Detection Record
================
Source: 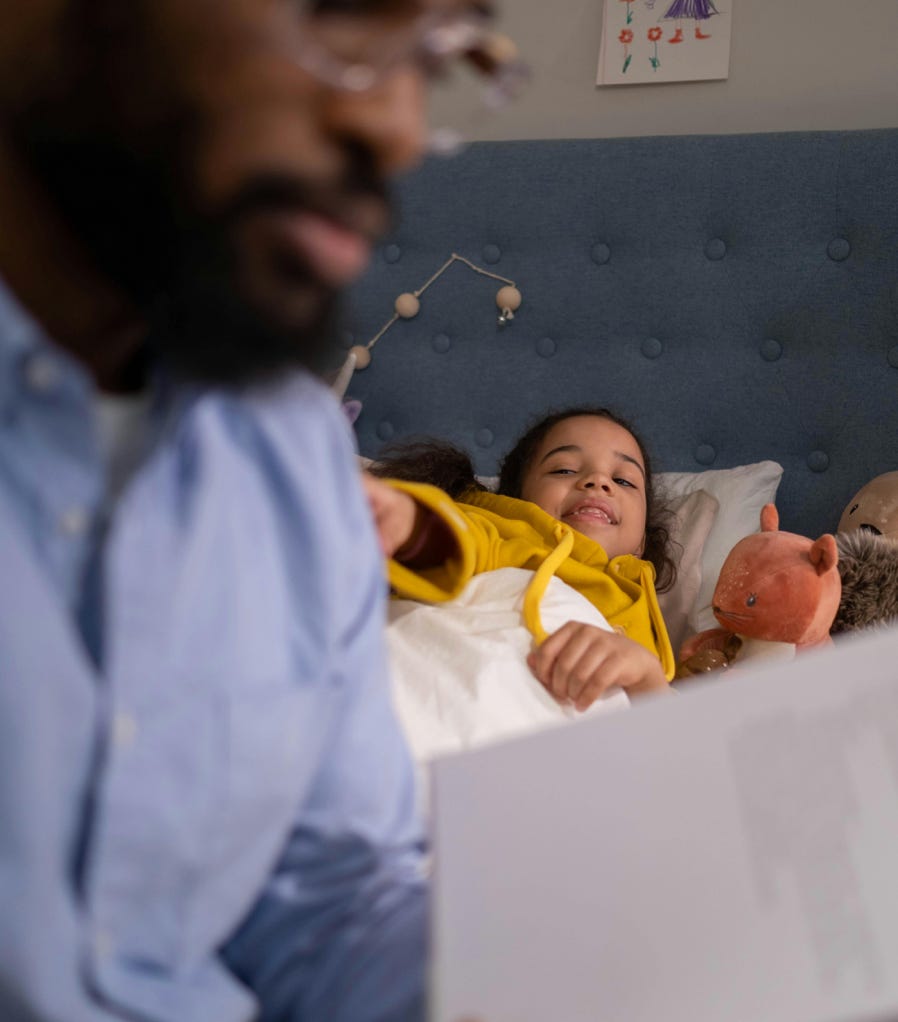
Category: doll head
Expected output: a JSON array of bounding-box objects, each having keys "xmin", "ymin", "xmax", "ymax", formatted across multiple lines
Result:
[{"xmin": 839, "ymin": 472, "xmax": 898, "ymax": 540}]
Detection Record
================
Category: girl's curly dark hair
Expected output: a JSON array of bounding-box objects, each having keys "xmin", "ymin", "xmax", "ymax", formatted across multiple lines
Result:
[{"xmin": 371, "ymin": 406, "xmax": 676, "ymax": 593}]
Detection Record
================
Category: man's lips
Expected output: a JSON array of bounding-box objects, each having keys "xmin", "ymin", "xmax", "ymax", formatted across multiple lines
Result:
[
  {"xmin": 562, "ymin": 501, "xmax": 617, "ymax": 525},
  {"xmin": 273, "ymin": 210, "xmax": 372, "ymax": 288}
]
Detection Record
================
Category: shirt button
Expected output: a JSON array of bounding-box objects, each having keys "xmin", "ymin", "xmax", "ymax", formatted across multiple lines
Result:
[
  {"xmin": 112, "ymin": 713, "xmax": 139, "ymax": 749},
  {"xmin": 94, "ymin": 930, "xmax": 113, "ymax": 958},
  {"xmin": 59, "ymin": 507, "xmax": 90, "ymax": 536},
  {"xmin": 25, "ymin": 355, "xmax": 59, "ymax": 393}
]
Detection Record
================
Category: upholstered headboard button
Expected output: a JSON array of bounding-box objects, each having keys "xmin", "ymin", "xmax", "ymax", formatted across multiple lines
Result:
[
  {"xmin": 640, "ymin": 337, "xmax": 664, "ymax": 359},
  {"xmin": 826, "ymin": 238, "xmax": 851, "ymax": 263},
  {"xmin": 705, "ymin": 238, "xmax": 726, "ymax": 261},
  {"xmin": 589, "ymin": 241, "xmax": 611, "ymax": 266},
  {"xmin": 695, "ymin": 444, "xmax": 717, "ymax": 465},
  {"xmin": 536, "ymin": 337, "xmax": 558, "ymax": 359},
  {"xmin": 807, "ymin": 451, "xmax": 830, "ymax": 472},
  {"xmin": 430, "ymin": 333, "xmax": 453, "ymax": 355},
  {"xmin": 760, "ymin": 337, "xmax": 783, "ymax": 362}
]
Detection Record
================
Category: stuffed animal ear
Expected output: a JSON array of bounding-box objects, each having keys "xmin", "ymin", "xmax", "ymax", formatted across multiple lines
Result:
[
  {"xmin": 761, "ymin": 504, "xmax": 779, "ymax": 532},
  {"xmin": 808, "ymin": 532, "xmax": 839, "ymax": 574}
]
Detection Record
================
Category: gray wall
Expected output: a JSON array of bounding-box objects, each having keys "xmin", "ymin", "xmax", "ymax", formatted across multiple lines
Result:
[{"xmin": 432, "ymin": 0, "xmax": 898, "ymax": 139}]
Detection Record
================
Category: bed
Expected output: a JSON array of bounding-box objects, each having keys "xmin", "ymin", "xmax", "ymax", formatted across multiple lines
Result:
[{"xmin": 343, "ymin": 129, "xmax": 898, "ymax": 764}]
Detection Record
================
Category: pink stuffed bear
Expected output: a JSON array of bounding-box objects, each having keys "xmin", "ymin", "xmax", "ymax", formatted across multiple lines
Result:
[{"xmin": 677, "ymin": 504, "xmax": 842, "ymax": 677}]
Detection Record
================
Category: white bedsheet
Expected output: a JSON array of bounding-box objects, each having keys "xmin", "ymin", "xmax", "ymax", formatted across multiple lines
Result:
[{"xmin": 387, "ymin": 568, "xmax": 629, "ymax": 763}]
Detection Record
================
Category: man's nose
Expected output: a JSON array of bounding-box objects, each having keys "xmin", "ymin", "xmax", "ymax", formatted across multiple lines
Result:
[{"xmin": 328, "ymin": 66, "xmax": 428, "ymax": 176}]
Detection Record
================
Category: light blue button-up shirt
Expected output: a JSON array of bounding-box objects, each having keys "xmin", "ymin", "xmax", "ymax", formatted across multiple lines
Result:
[{"xmin": 0, "ymin": 283, "xmax": 426, "ymax": 1022}]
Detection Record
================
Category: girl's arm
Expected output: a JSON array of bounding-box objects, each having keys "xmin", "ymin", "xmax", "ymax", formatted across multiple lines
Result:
[
  {"xmin": 527, "ymin": 621, "xmax": 672, "ymax": 710},
  {"xmin": 362, "ymin": 472, "xmax": 458, "ymax": 570}
]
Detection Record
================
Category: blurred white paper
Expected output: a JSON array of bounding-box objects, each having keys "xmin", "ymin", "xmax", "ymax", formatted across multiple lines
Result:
[
  {"xmin": 596, "ymin": 0, "xmax": 735, "ymax": 85},
  {"xmin": 431, "ymin": 631, "xmax": 898, "ymax": 1022}
]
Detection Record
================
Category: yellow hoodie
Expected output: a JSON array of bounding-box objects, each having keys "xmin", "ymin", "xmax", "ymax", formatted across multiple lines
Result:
[{"xmin": 389, "ymin": 479, "xmax": 675, "ymax": 681}]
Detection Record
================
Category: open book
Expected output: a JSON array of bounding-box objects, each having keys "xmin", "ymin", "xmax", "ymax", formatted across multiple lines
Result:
[{"xmin": 431, "ymin": 631, "xmax": 898, "ymax": 1022}]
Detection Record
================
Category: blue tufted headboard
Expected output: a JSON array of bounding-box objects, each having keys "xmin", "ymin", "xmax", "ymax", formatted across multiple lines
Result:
[{"xmin": 347, "ymin": 129, "xmax": 898, "ymax": 535}]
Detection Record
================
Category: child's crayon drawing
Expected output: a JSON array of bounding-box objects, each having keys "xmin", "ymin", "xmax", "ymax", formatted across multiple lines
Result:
[{"xmin": 596, "ymin": 0, "xmax": 735, "ymax": 85}]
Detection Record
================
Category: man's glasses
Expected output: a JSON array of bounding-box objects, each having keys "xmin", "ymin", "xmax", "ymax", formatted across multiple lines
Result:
[{"xmin": 292, "ymin": 12, "xmax": 529, "ymax": 117}]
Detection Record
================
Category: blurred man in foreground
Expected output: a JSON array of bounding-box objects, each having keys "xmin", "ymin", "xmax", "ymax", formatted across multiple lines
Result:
[{"xmin": 0, "ymin": 0, "xmax": 518, "ymax": 1022}]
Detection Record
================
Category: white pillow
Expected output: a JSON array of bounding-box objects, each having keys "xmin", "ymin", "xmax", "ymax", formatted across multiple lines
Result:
[
  {"xmin": 655, "ymin": 461, "xmax": 783, "ymax": 633},
  {"xmin": 658, "ymin": 490, "xmax": 719, "ymax": 658}
]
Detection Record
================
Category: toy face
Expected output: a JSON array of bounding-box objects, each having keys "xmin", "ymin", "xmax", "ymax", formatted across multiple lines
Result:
[
  {"xmin": 713, "ymin": 563, "xmax": 812, "ymax": 643},
  {"xmin": 839, "ymin": 472, "xmax": 898, "ymax": 540},
  {"xmin": 712, "ymin": 531, "xmax": 842, "ymax": 646}
]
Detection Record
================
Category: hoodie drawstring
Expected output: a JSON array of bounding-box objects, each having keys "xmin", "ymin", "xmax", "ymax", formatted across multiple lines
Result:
[{"xmin": 524, "ymin": 523, "xmax": 574, "ymax": 646}]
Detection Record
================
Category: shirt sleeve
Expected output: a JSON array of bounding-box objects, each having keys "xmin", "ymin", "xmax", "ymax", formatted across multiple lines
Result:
[{"xmin": 223, "ymin": 390, "xmax": 427, "ymax": 1022}]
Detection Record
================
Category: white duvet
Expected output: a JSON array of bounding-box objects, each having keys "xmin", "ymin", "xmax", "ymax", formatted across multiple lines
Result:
[{"xmin": 387, "ymin": 568, "xmax": 629, "ymax": 763}]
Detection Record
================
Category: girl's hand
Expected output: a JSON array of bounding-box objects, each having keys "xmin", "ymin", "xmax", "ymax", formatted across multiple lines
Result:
[
  {"xmin": 527, "ymin": 621, "xmax": 670, "ymax": 710},
  {"xmin": 362, "ymin": 472, "xmax": 419, "ymax": 557}
]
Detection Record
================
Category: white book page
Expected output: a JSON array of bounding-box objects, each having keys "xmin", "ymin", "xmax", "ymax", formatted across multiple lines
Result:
[{"xmin": 431, "ymin": 632, "xmax": 898, "ymax": 1022}]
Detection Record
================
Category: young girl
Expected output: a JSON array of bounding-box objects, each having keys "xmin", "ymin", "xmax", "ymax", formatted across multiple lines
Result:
[{"xmin": 366, "ymin": 408, "xmax": 675, "ymax": 709}]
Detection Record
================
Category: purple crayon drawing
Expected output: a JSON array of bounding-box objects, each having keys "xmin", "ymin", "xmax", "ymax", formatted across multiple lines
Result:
[
  {"xmin": 664, "ymin": 0, "xmax": 720, "ymax": 21},
  {"xmin": 662, "ymin": 0, "xmax": 720, "ymax": 43}
]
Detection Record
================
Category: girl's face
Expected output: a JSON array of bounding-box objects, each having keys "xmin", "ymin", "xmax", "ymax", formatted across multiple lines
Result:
[{"xmin": 521, "ymin": 415, "xmax": 646, "ymax": 557}]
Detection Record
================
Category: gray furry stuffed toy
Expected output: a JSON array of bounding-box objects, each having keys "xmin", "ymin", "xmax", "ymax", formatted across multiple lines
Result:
[{"xmin": 830, "ymin": 528, "xmax": 898, "ymax": 635}]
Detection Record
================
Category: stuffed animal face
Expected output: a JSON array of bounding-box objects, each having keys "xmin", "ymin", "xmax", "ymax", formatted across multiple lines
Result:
[
  {"xmin": 712, "ymin": 504, "xmax": 842, "ymax": 647},
  {"xmin": 839, "ymin": 472, "xmax": 898, "ymax": 540}
]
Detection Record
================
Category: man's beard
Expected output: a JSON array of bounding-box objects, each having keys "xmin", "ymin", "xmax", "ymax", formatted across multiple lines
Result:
[{"xmin": 8, "ymin": 47, "xmax": 386, "ymax": 385}]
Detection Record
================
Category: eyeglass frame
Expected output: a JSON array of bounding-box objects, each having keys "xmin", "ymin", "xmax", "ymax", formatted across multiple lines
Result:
[{"xmin": 291, "ymin": 11, "xmax": 529, "ymax": 106}]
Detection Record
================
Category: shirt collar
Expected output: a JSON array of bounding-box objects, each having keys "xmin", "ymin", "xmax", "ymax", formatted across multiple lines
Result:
[{"xmin": 0, "ymin": 277, "xmax": 93, "ymax": 414}]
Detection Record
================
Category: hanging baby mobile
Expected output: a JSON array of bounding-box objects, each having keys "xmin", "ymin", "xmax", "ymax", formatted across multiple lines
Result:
[{"xmin": 331, "ymin": 252, "xmax": 521, "ymax": 398}]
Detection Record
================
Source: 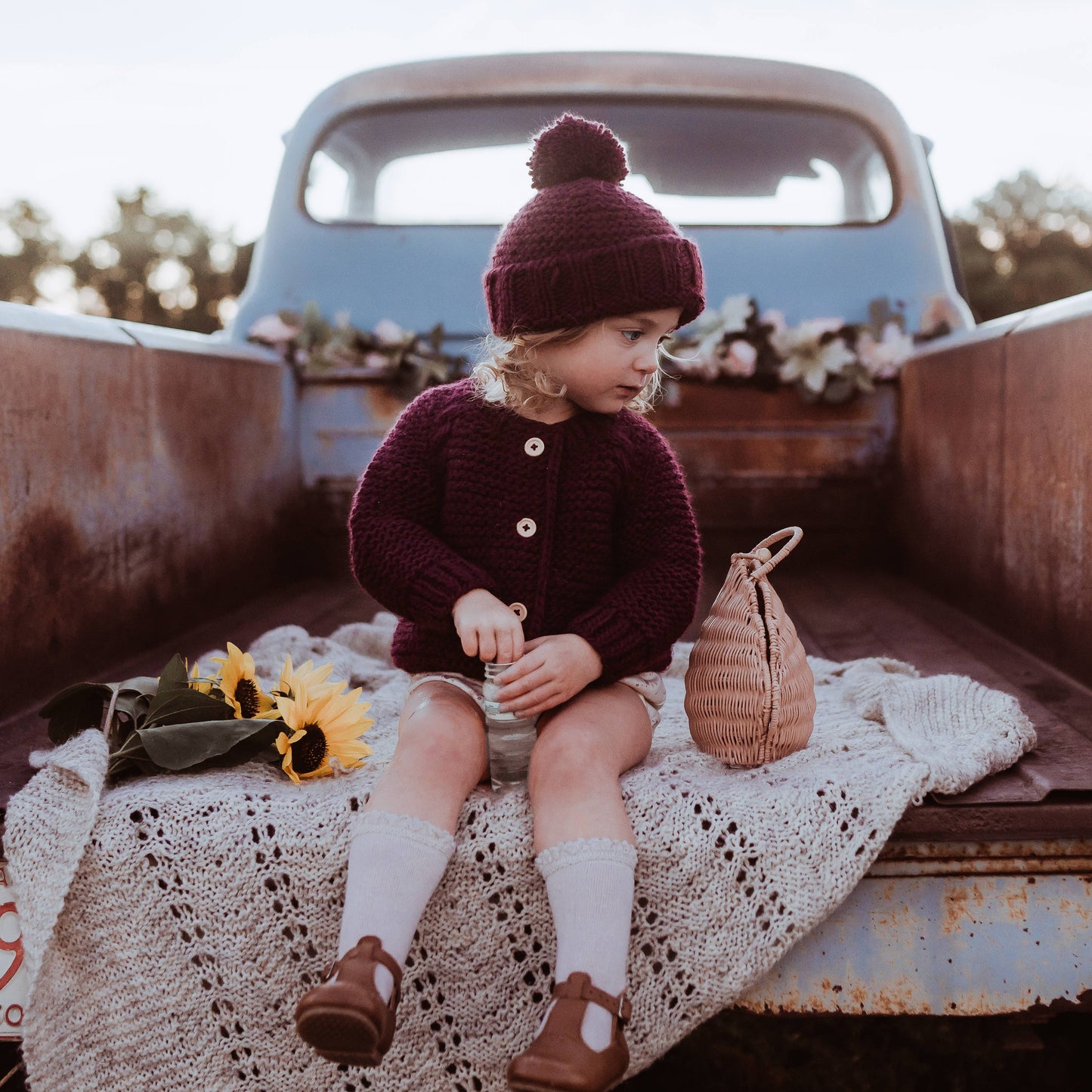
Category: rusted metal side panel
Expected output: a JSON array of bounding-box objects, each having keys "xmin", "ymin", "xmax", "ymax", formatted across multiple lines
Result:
[
  {"xmin": 739, "ymin": 841, "xmax": 1092, "ymax": 1016},
  {"xmin": 1003, "ymin": 303, "xmax": 1092, "ymax": 679},
  {"xmin": 650, "ymin": 381, "xmax": 896, "ymax": 561},
  {"xmin": 896, "ymin": 292, "xmax": 1092, "ymax": 682},
  {"xmin": 0, "ymin": 305, "xmax": 299, "ymax": 717}
]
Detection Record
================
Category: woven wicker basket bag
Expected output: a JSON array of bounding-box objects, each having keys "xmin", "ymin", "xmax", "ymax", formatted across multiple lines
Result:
[{"xmin": 685, "ymin": 527, "xmax": 815, "ymax": 766}]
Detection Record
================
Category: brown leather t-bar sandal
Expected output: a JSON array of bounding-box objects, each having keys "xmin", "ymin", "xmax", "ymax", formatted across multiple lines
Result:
[
  {"xmin": 506, "ymin": 971, "xmax": 630, "ymax": 1092},
  {"xmin": 296, "ymin": 936, "xmax": 402, "ymax": 1066}
]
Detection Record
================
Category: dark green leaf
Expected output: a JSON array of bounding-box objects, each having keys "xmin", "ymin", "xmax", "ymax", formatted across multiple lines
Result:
[
  {"xmin": 39, "ymin": 682, "xmax": 113, "ymax": 716},
  {"xmin": 135, "ymin": 717, "xmax": 285, "ymax": 770},
  {"xmin": 118, "ymin": 675, "xmax": 159, "ymax": 697},
  {"xmin": 144, "ymin": 687, "xmax": 234, "ymax": 729},
  {"xmin": 156, "ymin": 652, "xmax": 187, "ymax": 694},
  {"xmin": 39, "ymin": 682, "xmax": 113, "ymax": 746}
]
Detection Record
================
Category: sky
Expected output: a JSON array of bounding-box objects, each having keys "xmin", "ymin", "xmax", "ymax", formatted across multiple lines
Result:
[{"xmin": 0, "ymin": 0, "xmax": 1092, "ymax": 254}]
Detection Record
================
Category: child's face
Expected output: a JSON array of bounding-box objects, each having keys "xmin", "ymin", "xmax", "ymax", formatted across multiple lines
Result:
[{"xmin": 535, "ymin": 307, "xmax": 682, "ymax": 413}]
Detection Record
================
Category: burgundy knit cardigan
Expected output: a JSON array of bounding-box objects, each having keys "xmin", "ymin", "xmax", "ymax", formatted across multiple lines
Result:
[{"xmin": 348, "ymin": 379, "xmax": 701, "ymax": 684}]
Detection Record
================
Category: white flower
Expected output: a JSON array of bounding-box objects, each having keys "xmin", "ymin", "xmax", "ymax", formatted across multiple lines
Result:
[
  {"xmin": 371, "ymin": 319, "xmax": 405, "ymax": 345},
  {"xmin": 694, "ymin": 292, "xmax": 751, "ymax": 334},
  {"xmin": 719, "ymin": 292, "xmax": 751, "ymax": 334},
  {"xmin": 770, "ymin": 319, "xmax": 856, "ymax": 394},
  {"xmin": 759, "ymin": 308, "xmax": 788, "ymax": 334},
  {"xmin": 363, "ymin": 353, "xmax": 391, "ymax": 371},
  {"xmin": 857, "ymin": 322, "xmax": 914, "ymax": 379},
  {"xmin": 247, "ymin": 314, "xmax": 299, "ymax": 345},
  {"xmin": 721, "ymin": 338, "xmax": 758, "ymax": 379}
]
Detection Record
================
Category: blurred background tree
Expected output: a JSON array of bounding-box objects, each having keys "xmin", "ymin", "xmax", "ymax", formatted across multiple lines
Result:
[
  {"xmin": 0, "ymin": 201, "xmax": 63, "ymax": 304},
  {"xmin": 6, "ymin": 170, "xmax": 1092, "ymax": 333},
  {"xmin": 0, "ymin": 187, "xmax": 255, "ymax": 333},
  {"xmin": 952, "ymin": 170, "xmax": 1092, "ymax": 322}
]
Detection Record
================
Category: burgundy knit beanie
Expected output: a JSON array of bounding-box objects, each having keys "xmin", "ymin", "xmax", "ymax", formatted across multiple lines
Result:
[{"xmin": 483, "ymin": 113, "xmax": 705, "ymax": 336}]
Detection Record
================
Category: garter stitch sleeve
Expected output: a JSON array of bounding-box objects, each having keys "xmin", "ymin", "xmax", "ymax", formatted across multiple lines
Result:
[
  {"xmin": 570, "ymin": 416, "xmax": 701, "ymax": 682},
  {"xmin": 348, "ymin": 387, "xmax": 495, "ymax": 630}
]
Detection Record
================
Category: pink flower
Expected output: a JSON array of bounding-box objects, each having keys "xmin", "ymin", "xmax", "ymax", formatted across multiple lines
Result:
[
  {"xmin": 247, "ymin": 314, "xmax": 299, "ymax": 345},
  {"xmin": 721, "ymin": 338, "xmax": 758, "ymax": 379},
  {"xmin": 857, "ymin": 322, "xmax": 914, "ymax": 379},
  {"xmin": 918, "ymin": 292, "xmax": 963, "ymax": 338}
]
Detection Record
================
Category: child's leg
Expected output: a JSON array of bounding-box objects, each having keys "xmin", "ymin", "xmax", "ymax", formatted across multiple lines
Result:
[
  {"xmin": 528, "ymin": 684, "xmax": 652, "ymax": 1050},
  {"xmin": 338, "ymin": 682, "xmax": 488, "ymax": 999}
]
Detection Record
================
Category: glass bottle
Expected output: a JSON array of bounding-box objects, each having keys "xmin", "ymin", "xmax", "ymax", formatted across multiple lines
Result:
[{"xmin": 483, "ymin": 664, "xmax": 538, "ymax": 793}]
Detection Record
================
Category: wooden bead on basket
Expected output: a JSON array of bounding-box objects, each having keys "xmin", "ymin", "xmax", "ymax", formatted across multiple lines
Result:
[{"xmin": 685, "ymin": 527, "xmax": 815, "ymax": 766}]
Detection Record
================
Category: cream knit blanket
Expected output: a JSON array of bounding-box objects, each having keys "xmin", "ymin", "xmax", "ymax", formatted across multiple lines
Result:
[{"xmin": 5, "ymin": 616, "xmax": 1035, "ymax": 1092}]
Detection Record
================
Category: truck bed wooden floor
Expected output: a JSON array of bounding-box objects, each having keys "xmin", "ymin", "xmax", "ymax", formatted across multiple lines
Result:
[{"xmin": 0, "ymin": 562, "xmax": 1092, "ymax": 842}]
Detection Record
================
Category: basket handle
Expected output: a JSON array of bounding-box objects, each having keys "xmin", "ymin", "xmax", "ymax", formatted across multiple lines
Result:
[{"xmin": 743, "ymin": 527, "xmax": 804, "ymax": 580}]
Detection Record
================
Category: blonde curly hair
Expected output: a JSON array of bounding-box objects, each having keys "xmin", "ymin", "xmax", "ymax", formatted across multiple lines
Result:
[{"xmin": 471, "ymin": 319, "xmax": 674, "ymax": 414}]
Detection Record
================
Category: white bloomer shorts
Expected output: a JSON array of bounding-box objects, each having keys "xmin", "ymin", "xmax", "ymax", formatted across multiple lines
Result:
[{"xmin": 407, "ymin": 672, "xmax": 667, "ymax": 731}]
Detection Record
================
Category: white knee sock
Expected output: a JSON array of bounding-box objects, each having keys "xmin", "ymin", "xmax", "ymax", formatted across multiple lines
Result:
[
  {"xmin": 535, "ymin": 837, "xmax": 636, "ymax": 1050},
  {"xmin": 338, "ymin": 812, "xmax": 456, "ymax": 1001}
]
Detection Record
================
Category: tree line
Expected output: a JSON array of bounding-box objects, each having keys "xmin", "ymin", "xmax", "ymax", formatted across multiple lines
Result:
[{"xmin": 0, "ymin": 170, "xmax": 1092, "ymax": 333}]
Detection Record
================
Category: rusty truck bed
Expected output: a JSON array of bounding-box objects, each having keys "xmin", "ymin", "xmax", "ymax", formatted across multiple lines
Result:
[{"xmin": 0, "ymin": 562, "xmax": 1092, "ymax": 838}]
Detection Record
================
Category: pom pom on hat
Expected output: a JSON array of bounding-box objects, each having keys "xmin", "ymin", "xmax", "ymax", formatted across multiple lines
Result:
[{"xmin": 527, "ymin": 113, "xmax": 629, "ymax": 190}]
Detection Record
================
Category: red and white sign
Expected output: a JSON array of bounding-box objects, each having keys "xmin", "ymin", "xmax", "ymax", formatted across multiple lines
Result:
[{"xmin": 0, "ymin": 861, "xmax": 26, "ymax": 1040}]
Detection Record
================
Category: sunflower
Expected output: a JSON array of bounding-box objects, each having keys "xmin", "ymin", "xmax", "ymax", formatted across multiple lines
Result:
[
  {"xmin": 273, "ymin": 653, "xmax": 334, "ymax": 698},
  {"xmin": 277, "ymin": 678, "xmax": 376, "ymax": 784},
  {"xmin": 211, "ymin": 641, "xmax": 280, "ymax": 719}
]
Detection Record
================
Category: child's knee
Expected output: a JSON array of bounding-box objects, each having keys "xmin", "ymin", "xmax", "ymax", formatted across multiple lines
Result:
[
  {"xmin": 395, "ymin": 694, "xmax": 487, "ymax": 784},
  {"xmin": 527, "ymin": 723, "xmax": 611, "ymax": 796}
]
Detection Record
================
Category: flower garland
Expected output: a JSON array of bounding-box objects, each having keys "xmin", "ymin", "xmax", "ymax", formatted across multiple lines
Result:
[
  {"xmin": 247, "ymin": 300, "xmax": 469, "ymax": 398},
  {"xmin": 664, "ymin": 294, "xmax": 960, "ymax": 402},
  {"xmin": 247, "ymin": 294, "xmax": 961, "ymax": 402},
  {"xmin": 39, "ymin": 641, "xmax": 375, "ymax": 784}
]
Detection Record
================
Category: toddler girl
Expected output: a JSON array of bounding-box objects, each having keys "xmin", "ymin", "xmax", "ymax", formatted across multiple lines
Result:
[{"xmin": 296, "ymin": 113, "xmax": 704, "ymax": 1090}]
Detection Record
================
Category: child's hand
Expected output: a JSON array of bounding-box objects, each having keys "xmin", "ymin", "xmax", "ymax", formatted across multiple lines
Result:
[
  {"xmin": 497, "ymin": 633, "xmax": 603, "ymax": 716},
  {"xmin": 451, "ymin": 587, "xmax": 523, "ymax": 664}
]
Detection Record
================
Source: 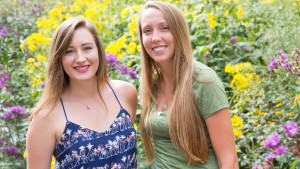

§ **Problem to solve**:
Copy out every line above that contains the word “curly”.

§ **Task response**:
Category: girl's curly dark hair
Category: blonde curly hair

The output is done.